另外,饮食、肠道微生物群、遗传因素和脂肪生成之间相互作用通过对脂类转录因子的调节引起脂肪变性,脂肪变性通过激活IKKβ导致转录因子NF-κB信号增强。NF-κB的激活诱发炎性介质TNF-α、IL-6和IL-1β,这些细胞因子导致库普弗细胞被激活并调节NASH的发展[8]。
在肠道中存在着数万亿的肠道微生物,它们有着帮助维护和平衡宿主健康的重要功能,包括免疫、营养状况和代谢功能[9]。大部分的糖类和植物多糖都不能被人体内的酶降解,而肠道菌群中最主要且数量最多的短链脂肪酸(SCFA)产生菌,在复杂的植物多糖初始降解和11种寡糖发酵释放SCFAs和气体的过程中发挥重要作用[10]。现在人们已经认识到肠道菌群和慢性肝病密切相关。由于肝脏中70%的血供是通过门静脉来自肠道的,因此肝脏会不断地暴露在肠源性因素中包括细菌成分、内毒素和肽聚糖。包括库普弗细胞、窦状细胞、胆道上皮细胞在内的许多肝细胞表现出的先天免疫受体被称为病原体识别受体,这些受体对肠道中不断流入的微生物源性产物作出反应[11]。这阐明了肠道生态失调的本质、肠道屏障的完整性以及肝脏对肠源性因素的免疫反应机制。

=-=-=-=-=

练习任务 1:
把阅读材料中以"另外,饮食、肠道微生物群"开头的那一段改写成简短的要点列表,保留主要事实。
练习任务 2:
根据阅读材料,肝脏的血供中有多大比例是经门静脉来自肠道的?
练习任务 3:
请从这篇讲肠道菌群与慢性肝病的阅读材料最后一句之后续写下去。

所给数据:
=-=-=-=-=

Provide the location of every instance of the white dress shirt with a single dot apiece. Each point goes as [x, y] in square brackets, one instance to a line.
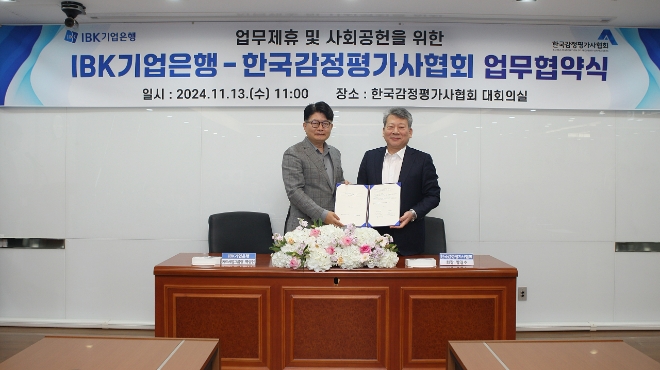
[392, 166]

=-=-=-=-=

作答区 1:
- 饮食、肠道微生物群、遗传因素和脂肪生成相互作用,通过调节脂类转录因子引起脂肪变性。
- 脂肪变性激活IKKβ,使转录因子NF-κB的信号增强。
- NF-κB激活后诱发炎性介质TNF-α、IL-6和IL-1β。
- 这些细胞因子使库普弗细胞被激活,并调节NASH的发展。

作答区 2:
70%。

作答区 3:
此外,“代谢性内毒素血症”的假说证明了肠道菌群与高脂饮食引发慢性低水平炎症是相关的。饮食导致肠道菌群改变,使致病菌的数量有机会增加,减少了保护肠屏障细菌的数量,导致肠道通透性增加,这样进入血液的内毒素也会增多,慢性炎症反应就会发生,进而引起代谢失调疾病,如:肥胖、胰岛素抵抗等。肠道菌群通过对宿主能量代谢、免疫系统和炎性反应的影响,决定代谢综合征的发生发展。
肠道菌群对脂质代谢(尤其是饱和脂肪酸的代谢)影响了脂肪在肝脏中的积累以及NASH患者肝脏炎症的发展[12],肠道菌群紊乱导致乙醇肠道菌群增多,这些菌群在肠道中的内生乙醇增多,过多乙醇在代谢中使过度消耗氧化型辅酶Ⅰ而使还原型辅酶Ⅰ增加,进一步导致高脂血症和脂肪肝。一些已经被提出的机制解释了这种特殊的失调对NAFLD患者的影响,如增加肠道通透性、改变某些饮食的代谢,导致单糖吸收增加,增加了肝毒性产品和内毒素的产生和释放。这些因素在易感宿主中将激活几个炎症介质,并导致纤维化和疾病进展。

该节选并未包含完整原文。